═════ Data provided

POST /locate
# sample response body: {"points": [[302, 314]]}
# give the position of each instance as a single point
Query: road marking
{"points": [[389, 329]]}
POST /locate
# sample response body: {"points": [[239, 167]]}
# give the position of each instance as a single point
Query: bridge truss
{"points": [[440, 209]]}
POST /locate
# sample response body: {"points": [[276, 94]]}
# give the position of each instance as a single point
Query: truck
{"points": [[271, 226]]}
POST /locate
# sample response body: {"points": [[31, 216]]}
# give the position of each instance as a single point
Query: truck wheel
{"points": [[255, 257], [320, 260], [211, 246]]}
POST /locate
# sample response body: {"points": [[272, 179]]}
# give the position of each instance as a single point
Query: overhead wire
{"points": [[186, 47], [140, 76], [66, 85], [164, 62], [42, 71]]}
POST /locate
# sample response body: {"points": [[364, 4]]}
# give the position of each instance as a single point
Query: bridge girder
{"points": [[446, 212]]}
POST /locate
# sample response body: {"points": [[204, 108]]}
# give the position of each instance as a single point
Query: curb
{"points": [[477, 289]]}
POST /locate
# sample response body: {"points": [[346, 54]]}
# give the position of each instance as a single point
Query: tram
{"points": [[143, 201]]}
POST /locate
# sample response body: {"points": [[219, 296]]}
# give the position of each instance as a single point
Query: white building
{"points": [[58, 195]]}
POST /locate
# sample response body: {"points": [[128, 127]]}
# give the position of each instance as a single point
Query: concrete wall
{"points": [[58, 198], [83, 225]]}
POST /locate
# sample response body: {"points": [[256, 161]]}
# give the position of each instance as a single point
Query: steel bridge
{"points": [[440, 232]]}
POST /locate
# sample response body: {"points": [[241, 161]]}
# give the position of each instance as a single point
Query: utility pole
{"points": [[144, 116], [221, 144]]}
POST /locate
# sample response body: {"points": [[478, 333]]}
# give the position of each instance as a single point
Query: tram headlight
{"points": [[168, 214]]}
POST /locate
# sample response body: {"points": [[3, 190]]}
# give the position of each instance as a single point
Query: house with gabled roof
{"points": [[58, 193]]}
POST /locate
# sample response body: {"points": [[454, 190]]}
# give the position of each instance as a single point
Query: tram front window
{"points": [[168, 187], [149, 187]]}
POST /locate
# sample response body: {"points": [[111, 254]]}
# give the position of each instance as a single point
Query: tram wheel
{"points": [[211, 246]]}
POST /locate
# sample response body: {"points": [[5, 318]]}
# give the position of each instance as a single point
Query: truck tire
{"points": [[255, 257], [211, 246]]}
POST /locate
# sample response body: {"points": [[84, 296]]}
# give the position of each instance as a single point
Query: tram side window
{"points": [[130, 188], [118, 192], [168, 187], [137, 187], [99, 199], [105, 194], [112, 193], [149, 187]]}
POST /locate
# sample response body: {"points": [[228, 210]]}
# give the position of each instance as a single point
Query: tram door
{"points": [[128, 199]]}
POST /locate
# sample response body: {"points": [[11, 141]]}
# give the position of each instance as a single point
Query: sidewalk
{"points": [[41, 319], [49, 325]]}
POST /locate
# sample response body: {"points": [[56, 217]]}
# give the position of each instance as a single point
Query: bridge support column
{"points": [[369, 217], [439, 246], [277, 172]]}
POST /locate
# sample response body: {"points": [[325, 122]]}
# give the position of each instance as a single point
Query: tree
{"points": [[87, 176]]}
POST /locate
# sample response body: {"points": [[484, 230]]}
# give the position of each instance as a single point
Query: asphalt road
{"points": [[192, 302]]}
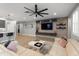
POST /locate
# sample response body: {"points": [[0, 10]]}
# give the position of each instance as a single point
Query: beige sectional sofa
{"points": [[56, 50]]}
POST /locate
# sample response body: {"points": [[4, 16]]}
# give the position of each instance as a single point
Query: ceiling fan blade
{"points": [[43, 10], [28, 9], [27, 12], [44, 13], [31, 14], [36, 8], [40, 15]]}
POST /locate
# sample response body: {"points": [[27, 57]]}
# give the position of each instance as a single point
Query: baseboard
{"points": [[28, 34]]}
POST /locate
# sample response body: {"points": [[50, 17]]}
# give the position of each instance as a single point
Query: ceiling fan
{"points": [[36, 12]]}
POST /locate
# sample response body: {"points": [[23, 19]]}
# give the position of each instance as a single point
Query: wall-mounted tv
{"points": [[47, 26]]}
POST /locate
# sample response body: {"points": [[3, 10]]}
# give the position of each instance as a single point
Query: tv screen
{"points": [[47, 26], [2, 23]]}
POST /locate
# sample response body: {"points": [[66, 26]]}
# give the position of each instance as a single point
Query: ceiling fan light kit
{"points": [[36, 12]]}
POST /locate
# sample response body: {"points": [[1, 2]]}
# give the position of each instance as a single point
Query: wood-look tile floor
{"points": [[23, 40]]}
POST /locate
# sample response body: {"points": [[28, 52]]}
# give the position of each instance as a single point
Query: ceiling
{"points": [[16, 10]]}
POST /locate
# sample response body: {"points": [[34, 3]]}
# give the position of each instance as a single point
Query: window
{"points": [[75, 23]]}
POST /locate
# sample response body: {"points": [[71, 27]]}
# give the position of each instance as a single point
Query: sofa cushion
{"points": [[12, 46]]}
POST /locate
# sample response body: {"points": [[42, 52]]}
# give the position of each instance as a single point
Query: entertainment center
{"points": [[52, 27]]}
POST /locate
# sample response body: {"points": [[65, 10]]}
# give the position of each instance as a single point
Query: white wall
{"points": [[70, 26], [28, 28]]}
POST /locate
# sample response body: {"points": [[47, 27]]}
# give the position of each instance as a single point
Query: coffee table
{"points": [[36, 45]]}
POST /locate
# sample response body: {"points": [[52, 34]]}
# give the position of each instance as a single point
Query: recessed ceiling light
{"points": [[24, 17], [54, 13]]}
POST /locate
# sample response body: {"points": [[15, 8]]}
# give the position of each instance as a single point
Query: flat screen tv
{"points": [[47, 26], [2, 23]]}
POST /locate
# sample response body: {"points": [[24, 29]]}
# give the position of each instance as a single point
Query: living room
{"points": [[42, 29]]}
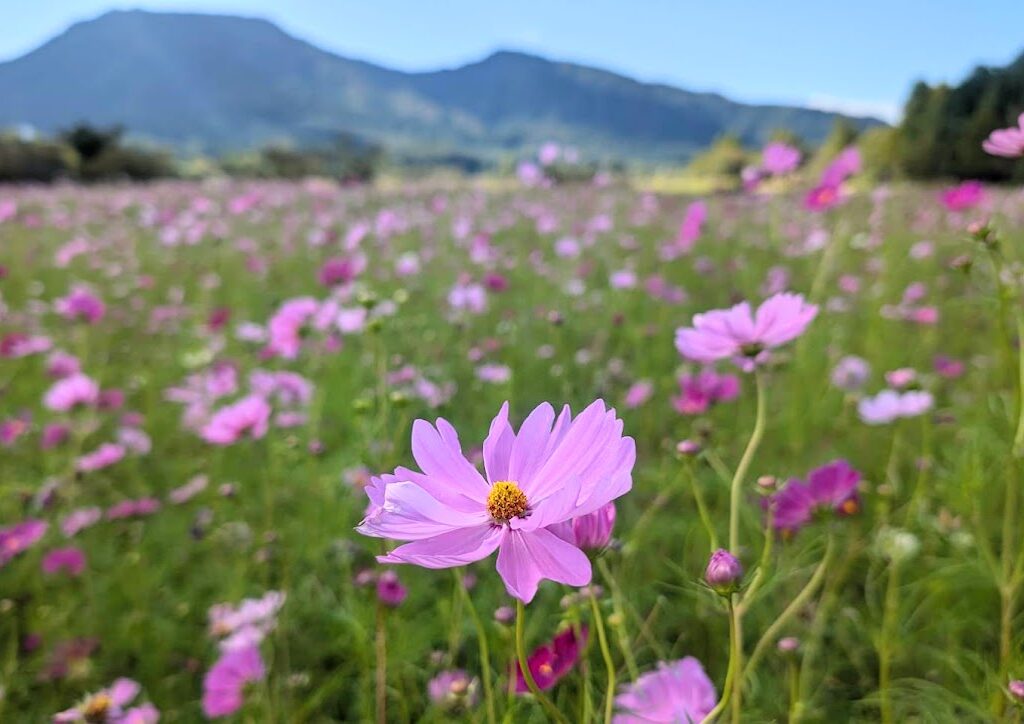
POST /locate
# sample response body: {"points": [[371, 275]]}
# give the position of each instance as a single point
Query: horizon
{"points": [[735, 77]]}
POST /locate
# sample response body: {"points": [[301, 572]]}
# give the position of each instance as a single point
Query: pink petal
{"points": [[526, 558]]}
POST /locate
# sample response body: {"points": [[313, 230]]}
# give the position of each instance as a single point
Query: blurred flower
{"points": [[1008, 142], [453, 690], [71, 560], [963, 197], [250, 415], [779, 159], [700, 391], [889, 405], [832, 487], [109, 706], [18, 538], [223, 685], [390, 592], [70, 392], [551, 662], [739, 334], [678, 691], [851, 373]]}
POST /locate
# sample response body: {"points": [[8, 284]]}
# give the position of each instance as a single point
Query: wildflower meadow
{"points": [[513, 451]]}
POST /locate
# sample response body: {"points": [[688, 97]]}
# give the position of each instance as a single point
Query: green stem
{"points": [[702, 509], [772, 632], [730, 672], [889, 613], [609, 665], [481, 638], [380, 644], [527, 675], [616, 602], [736, 486]]}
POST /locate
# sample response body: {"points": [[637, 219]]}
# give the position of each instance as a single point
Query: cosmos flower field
{"points": [[290, 452]]}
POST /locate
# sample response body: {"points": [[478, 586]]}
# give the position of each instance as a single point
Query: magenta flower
{"points": [[698, 392], [250, 415], [744, 336], [779, 159], [71, 392], [822, 198], [966, 196], [109, 706], [723, 571], [551, 471], [390, 592], [678, 691], [103, 457], [551, 662], [81, 304], [1008, 142], [832, 487], [18, 538], [453, 689], [889, 405], [70, 560], [223, 685], [79, 520]]}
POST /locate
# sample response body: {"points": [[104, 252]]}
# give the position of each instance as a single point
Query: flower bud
{"points": [[390, 592], [723, 572]]}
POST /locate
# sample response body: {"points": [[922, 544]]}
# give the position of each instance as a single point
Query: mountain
{"points": [[217, 83]]}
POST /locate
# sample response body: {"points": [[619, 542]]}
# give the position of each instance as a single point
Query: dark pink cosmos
{"points": [[70, 560], [553, 661], [698, 392], [223, 685], [829, 487], [966, 196], [18, 538]]}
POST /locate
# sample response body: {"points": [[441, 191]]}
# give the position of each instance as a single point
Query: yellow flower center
{"points": [[96, 708], [506, 501]]}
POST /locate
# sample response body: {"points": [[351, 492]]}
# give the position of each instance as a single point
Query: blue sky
{"points": [[858, 56]]}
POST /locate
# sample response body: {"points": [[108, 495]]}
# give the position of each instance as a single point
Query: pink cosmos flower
{"points": [[700, 391], [779, 159], [966, 196], [830, 487], [549, 472], [846, 164], [678, 691], [71, 392], [71, 560], [223, 685], [103, 457], [79, 520], [133, 508], [109, 706], [249, 415], [551, 662], [822, 198], [1008, 142], [889, 405], [285, 328], [739, 334], [81, 304], [18, 538]]}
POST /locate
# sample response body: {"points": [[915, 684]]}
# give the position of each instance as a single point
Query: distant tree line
{"points": [[84, 153]]}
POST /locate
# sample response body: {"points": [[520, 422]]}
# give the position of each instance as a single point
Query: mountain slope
{"points": [[216, 83]]}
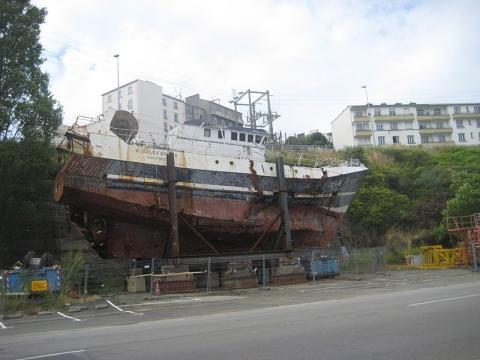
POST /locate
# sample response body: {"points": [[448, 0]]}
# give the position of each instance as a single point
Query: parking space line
{"points": [[441, 300], [52, 355], [68, 317], [165, 302], [2, 326], [120, 309]]}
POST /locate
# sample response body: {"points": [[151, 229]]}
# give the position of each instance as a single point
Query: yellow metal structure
{"points": [[39, 285], [436, 257]]}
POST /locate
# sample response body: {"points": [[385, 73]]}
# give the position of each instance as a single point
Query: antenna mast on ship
{"points": [[256, 119]]}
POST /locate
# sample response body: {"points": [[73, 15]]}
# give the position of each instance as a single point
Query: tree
{"points": [[27, 109], [316, 138], [379, 208], [29, 118], [466, 189]]}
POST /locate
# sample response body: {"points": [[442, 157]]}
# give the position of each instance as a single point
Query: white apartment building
{"points": [[407, 124], [157, 113]]}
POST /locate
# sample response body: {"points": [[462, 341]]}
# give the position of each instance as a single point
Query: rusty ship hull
{"points": [[123, 206]]}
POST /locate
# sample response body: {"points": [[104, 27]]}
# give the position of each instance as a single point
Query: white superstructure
{"points": [[407, 124]]}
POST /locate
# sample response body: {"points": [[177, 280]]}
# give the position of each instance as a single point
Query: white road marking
{"points": [[2, 326], [164, 302], [68, 317], [50, 355], [447, 299], [120, 309]]}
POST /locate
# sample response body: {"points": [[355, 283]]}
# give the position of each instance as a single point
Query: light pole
{"points": [[118, 81], [369, 115]]}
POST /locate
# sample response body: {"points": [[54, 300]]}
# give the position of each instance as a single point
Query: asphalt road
{"points": [[423, 323]]}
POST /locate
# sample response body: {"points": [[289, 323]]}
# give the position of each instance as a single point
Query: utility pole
{"points": [[269, 114], [252, 121], [118, 81], [369, 115]]}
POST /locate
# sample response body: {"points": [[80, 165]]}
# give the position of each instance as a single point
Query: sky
{"points": [[313, 56]]}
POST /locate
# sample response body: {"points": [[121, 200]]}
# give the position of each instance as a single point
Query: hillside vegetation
{"points": [[408, 193]]}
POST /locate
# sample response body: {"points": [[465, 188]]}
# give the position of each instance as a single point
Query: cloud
{"points": [[312, 55]]}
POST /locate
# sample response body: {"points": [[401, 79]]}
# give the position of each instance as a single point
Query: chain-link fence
{"points": [[365, 260], [150, 277]]}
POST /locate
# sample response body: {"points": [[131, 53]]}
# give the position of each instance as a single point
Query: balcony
{"points": [[467, 116], [361, 118], [432, 117], [426, 131], [365, 132], [409, 117]]}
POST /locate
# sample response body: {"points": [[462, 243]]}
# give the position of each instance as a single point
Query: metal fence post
{"points": [[2, 297], [313, 268], [355, 253], [263, 272], [152, 273], [85, 285], [208, 276]]}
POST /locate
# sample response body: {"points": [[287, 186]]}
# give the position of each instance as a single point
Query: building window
{"points": [[362, 126]]}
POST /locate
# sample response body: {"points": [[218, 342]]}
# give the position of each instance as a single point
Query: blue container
{"points": [[323, 266], [19, 281]]}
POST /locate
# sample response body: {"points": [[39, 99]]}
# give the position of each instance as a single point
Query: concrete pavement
{"points": [[438, 320]]}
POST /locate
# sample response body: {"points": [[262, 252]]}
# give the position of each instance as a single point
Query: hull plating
{"points": [[126, 207]]}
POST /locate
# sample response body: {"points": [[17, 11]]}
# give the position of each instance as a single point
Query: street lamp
{"points": [[369, 115], [118, 81]]}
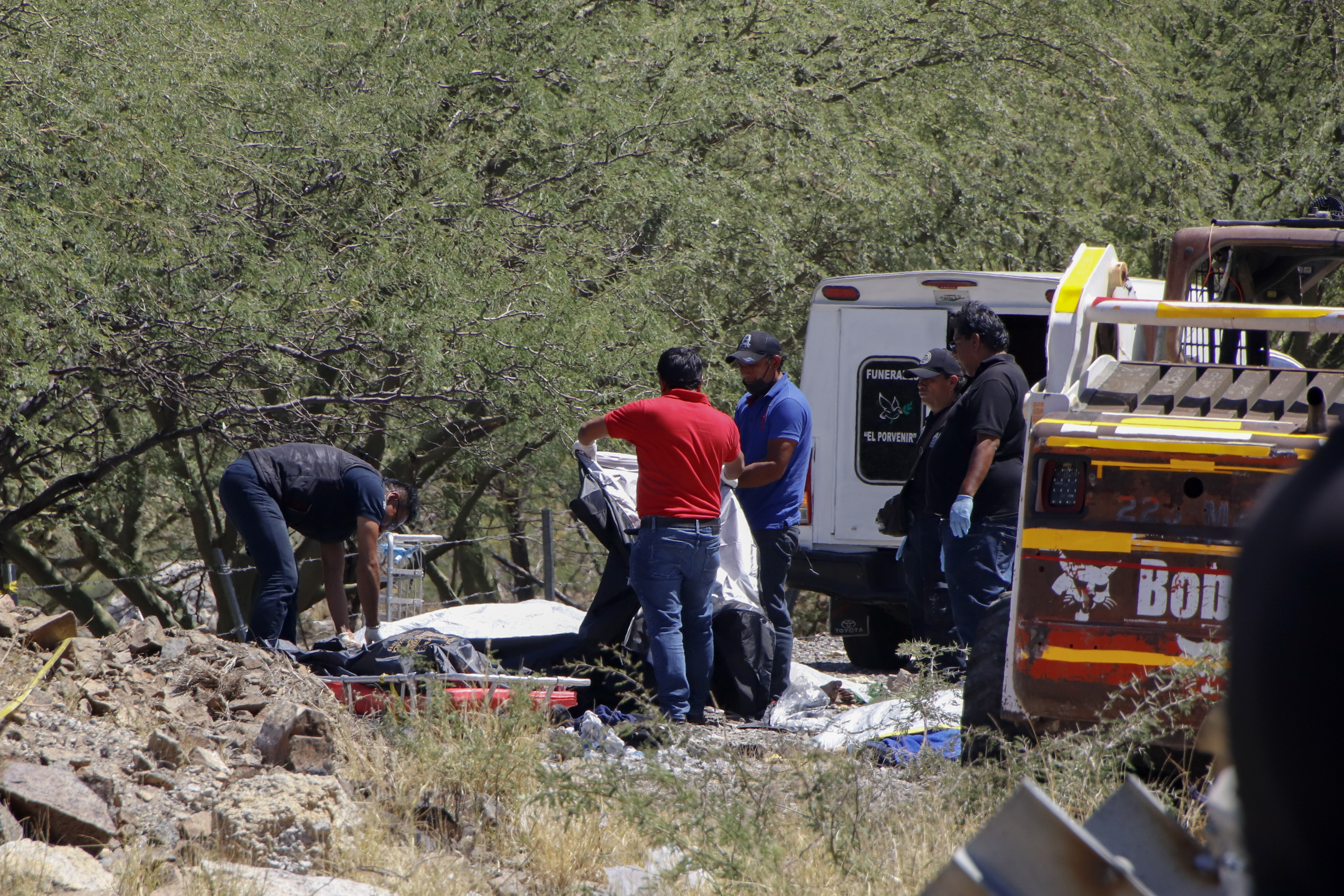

══════════

Task: Please count the lines above that contain the string "window", treating uppercase and lowercase as different, and give only the number.

The output: 4